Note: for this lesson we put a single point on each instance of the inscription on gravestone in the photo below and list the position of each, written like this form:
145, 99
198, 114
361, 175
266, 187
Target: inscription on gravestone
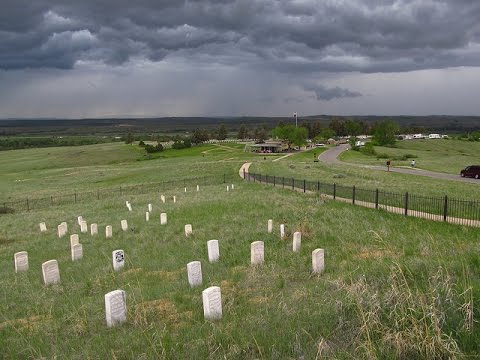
318, 258
212, 303
118, 258
108, 231
124, 225
194, 273
51, 274
270, 226
74, 240
83, 227
257, 252
297, 241
20, 261
163, 218
115, 307
213, 250
93, 229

::::

**Exercise description:** Set down all of the entries above line for line and without alteration, leaving out the pictures.

**Written answer:**
Note: for this lesson we put a single point on each instance of the inscription on gravestone in the photo below and list the position of each, written like this form:
145, 99
198, 114
361, 175
266, 187
Target: inscription on gravestone
318, 258
212, 303
118, 258
108, 231
124, 225
194, 273
51, 274
270, 226
74, 240
83, 227
257, 252
297, 241
20, 261
163, 218
115, 307
213, 250
93, 229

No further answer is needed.